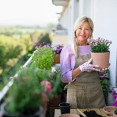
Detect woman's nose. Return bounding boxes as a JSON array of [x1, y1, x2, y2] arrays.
[[81, 29, 85, 34]]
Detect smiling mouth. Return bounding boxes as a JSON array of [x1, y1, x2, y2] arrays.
[[80, 35, 85, 38]]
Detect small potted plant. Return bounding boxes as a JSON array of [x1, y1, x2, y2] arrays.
[[53, 44, 64, 64], [88, 37, 112, 69]]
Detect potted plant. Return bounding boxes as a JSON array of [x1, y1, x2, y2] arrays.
[[32, 43, 54, 70], [88, 37, 112, 69], [33, 42, 64, 65], [0, 66, 53, 117], [53, 44, 64, 64]]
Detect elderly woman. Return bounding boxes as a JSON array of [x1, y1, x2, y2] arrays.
[[60, 16, 106, 108]]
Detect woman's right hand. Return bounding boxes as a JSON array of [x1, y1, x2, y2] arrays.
[[79, 58, 100, 72]]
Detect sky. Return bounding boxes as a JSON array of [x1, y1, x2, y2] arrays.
[[0, 0, 62, 26]]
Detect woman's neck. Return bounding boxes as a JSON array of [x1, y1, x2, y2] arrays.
[[77, 41, 87, 46]]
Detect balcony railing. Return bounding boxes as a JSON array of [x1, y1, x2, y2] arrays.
[[0, 49, 57, 103], [0, 51, 35, 103]]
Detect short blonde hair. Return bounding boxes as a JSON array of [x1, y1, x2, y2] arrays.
[[73, 16, 94, 57]]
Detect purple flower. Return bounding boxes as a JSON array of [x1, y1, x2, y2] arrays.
[[112, 90, 116, 95], [55, 44, 64, 54], [34, 42, 38, 46], [114, 100, 117, 107], [114, 95, 117, 98], [88, 37, 112, 52]]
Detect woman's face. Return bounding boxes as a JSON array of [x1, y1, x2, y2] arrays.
[[75, 21, 92, 45]]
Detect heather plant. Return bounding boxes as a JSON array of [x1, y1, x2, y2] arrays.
[[88, 37, 112, 52]]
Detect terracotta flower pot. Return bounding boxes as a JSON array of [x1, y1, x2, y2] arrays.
[[91, 52, 110, 69], [53, 54, 60, 64], [113, 113, 117, 117], [103, 106, 115, 116]]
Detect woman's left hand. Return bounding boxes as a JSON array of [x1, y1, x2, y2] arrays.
[[98, 67, 109, 78]]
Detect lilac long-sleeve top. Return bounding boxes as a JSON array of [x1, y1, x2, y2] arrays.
[[60, 45, 91, 83]]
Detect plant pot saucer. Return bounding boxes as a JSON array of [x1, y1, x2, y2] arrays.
[[95, 66, 108, 69], [103, 106, 115, 116]]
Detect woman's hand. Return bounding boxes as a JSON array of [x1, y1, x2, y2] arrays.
[[79, 58, 100, 72], [98, 67, 109, 77]]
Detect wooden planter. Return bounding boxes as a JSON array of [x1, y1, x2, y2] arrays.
[[91, 52, 110, 69], [53, 54, 60, 64]]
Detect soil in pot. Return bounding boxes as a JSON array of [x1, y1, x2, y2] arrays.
[[79, 110, 102, 117]]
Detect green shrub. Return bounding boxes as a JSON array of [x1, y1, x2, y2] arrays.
[[38, 32, 52, 45]]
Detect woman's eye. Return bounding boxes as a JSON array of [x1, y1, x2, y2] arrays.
[[86, 29, 89, 30], [78, 27, 82, 29]]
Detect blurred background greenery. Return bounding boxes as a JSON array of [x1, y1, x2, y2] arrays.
[[0, 23, 56, 89]]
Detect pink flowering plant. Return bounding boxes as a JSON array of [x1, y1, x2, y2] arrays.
[[4, 66, 53, 115], [41, 81, 52, 103], [112, 90, 117, 107], [88, 37, 112, 52]]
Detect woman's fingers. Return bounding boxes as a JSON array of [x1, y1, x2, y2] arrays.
[[93, 65, 99, 68], [87, 58, 93, 64]]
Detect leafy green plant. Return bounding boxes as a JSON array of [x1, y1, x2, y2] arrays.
[[100, 70, 112, 104], [100, 77, 111, 97], [88, 37, 112, 52], [32, 43, 54, 70], [51, 67, 67, 96]]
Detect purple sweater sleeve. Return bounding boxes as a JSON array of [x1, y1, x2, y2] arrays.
[[60, 45, 76, 83]]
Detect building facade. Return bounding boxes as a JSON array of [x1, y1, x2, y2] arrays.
[[52, 0, 117, 87]]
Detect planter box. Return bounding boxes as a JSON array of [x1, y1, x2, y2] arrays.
[[53, 54, 60, 64]]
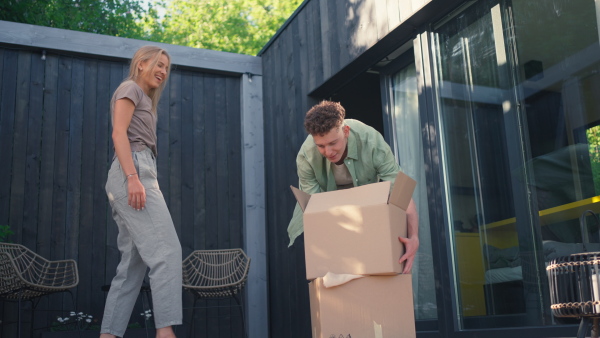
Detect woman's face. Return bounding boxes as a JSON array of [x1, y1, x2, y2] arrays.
[[137, 53, 169, 93]]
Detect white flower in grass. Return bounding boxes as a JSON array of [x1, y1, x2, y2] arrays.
[[70, 311, 76, 316], [86, 319, 92, 323]]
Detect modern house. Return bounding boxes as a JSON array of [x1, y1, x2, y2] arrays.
[[2, 0, 599, 337]]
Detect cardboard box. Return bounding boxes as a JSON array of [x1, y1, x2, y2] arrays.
[[291, 171, 416, 280], [309, 274, 416, 338]]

= = = = =

Return each line of the material exactly as written; exclude the pictures.

Detect woman's nose. Return bounding boxes as a JSON array of [x1, y1, x2, y2] arrays.
[[81, 29, 85, 34]]
Detect smiling mouth. Return bounding boxes as a JSON array of [x1, y1, x2, y2] arrays.
[[80, 35, 85, 38]]
Detect small potted plant. Return bounding boxes as a JSON array of [x1, y1, x2, y2] arrays.
[[53, 44, 64, 64], [88, 37, 112, 69]]
Detect potted plant. Return bounding boxes as a JSON array of [x1, y1, x2, y2] arrays.
[[32, 43, 54, 70], [88, 37, 112, 69], [33, 42, 64, 65], [0, 66, 53, 117], [53, 44, 64, 64]]
Detect elderly woman. Return bounding boxes as a JSON array of [x1, y1, x2, y2] arrays.
[[60, 16, 106, 108]]
Detect woman's right hand. Return bounding boxes as a JSON array of [x1, y1, x2, y2] arrays.
[[79, 58, 100, 72]]
Detect sky. Return bounding boxes as a JSON array of [x1, y1, x2, y2] arrays.
[[0, 0, 62, 26]]
Detect woman's neck. Return bounding boxes as a JSON array of [x1, y1, x2, y2] arrays.
[[77, 41, 87, 46]]
Detect balcony railing. Return bounding boxes as a JSON array of [x1, y1, x2, y2] arrays.
[[0, 49, 57, 103], [0, 51, 35, 103]]
Detect short blonde hair. Return bounding boxes as a JSON array of [x1, y1, x2, y2] arrays.
[[73, 16, 94, 57]]
Detect purple flower. Return bounding boxes as a JSON array of [x1, y1, x2, y2] arrays.
[[112, 90, 116, 95], [55, 44, 64, 54], [34, 42, 38, 46], [114, 100, 117, 107], [114, 95, 117, 98], [88, 37, 112, 52]]
Detect woman's face. Return bounding boxes as a JSON array of [x1, y1, x2, y2] arrays.
[[75, 21, 92, 45]]
Detect heather plant. Return bounding boxes as a JSON array of [x1, y1, x2, y2] arrays.
[[88, 37, 112, 52]]
Detect terracotta flower pot. Return bounding boxes as a JSON array of [x1, y1, x2, y2] arrays.
[[91, 52, 110, 69], [53, 54, 60, 64], [113, 113, 117, 117], [103, 106, 115, 116]]
Detect woman's left hand. Return bounding boxes as a JSON array of [x1, y1, x2, y2] arrays.
[[98, 67, 109, 78]]
Detect lilac long-sleeve top. Return bounding boxes as a JSON array of [x1, y1, x2, y2] arrays.
[[60, 45, 91, 83]]
Detect plant pot saucer. Return bounding boxes as a JSON array of [x1, y1, x2, y2] arrays.
[[95, 66, 108, 69], [103, 106, 115, 116]]
Detect woman's hand. Return bounding boxes as a JSON array of [x1, y1, x2, y2] arrays.
[[79, 58, 100, 72], [98, 67, 109, 77]]
Detect wooden planter. Return bounding boxes as a JSON array of [x1, y1, x2, y2] arrays.
[[91, 52, 110, 69], [53, 54, 60, 64]]
Detect soil in pot. Return bounding boxes as a JSON array of [x1, y1, x2, y2] arrays.
[[79, 110, 102, 117]]
Detect green shrub. Return bounding boxes as a JSON array of [x1, y1, x2, y2] arrays.
[[38, 32, 52, 45]]
Detect woman's eye. Return bounding boxes as a JSON array of [x1, y1, x2, y2] arrays.
[[86, 29, 89, 30], [78, 27, 82, 29]]
Detect blurred background greenery. Return bounding boxes as a JSON array of [x1, y1, x2, y2] arrays.
[[0, 23, 56, 89]]
Detect pink flowering plant. Return bounding boxes as a JSON array of [x1, y1, x2, y2] arrays.
[[4, 66, 53, 115], [41, 81, 52, 103], [112, 90, 117, 107], [88, 37, 112, 52]]
Detect woman's fingers. Return bounding boxes as a JSON array of [x1, y1, x2, y2] arrays.
[[93, 65, 99, 68], [87, 58, 93, 64]]
Detect leafy green plant. Return bounding boxes as a JSON array of [x1, y1, x2, y2] arrays.
[[100, 70, 112, 104], [100, 77, 111, 97], [88, 37, 112, 52], [32, 43, 54, 70], [51, 67, 67, 96]]
Detect purple sweater sleeve. Return bounding boxes as a JSON array of [x1, y1, x2, y2] arrays.
[[60, 45, 76, 83]]
Detect building facade. Return bounding boxes as a JSON array of [x1, y1, x2, y2] arrays.
[[52, 0, 117, 87]]
Detect planter box. Return bounding boxes as a JSON array of [x1, y1, x2, y2] arrays.
[[53, 54, 60, 64]]
Detect woman's face. Return bounding boxes as a JSON array of [x1, y1, x2, y2] arrays.
[[137, 53, 169, 93]]
Detect white flower in grass. Return bounding boxes as a JSON array of [x1, y1, x2, y2] arrays.
[[70, 311, 76, 316], [86, 319, 92, 323]]
Detect modern house. Return bounding boxes as a JSON array of [x1, y1, x2, y2] arrays.
[[2, 0, 599, 337]]
Detect cardboard box. Return bounding boxes as a JSON array of [x1, y1, x2, y2] arrays.
[[291, 171, 416, 280], [309, 274, 416, 338]]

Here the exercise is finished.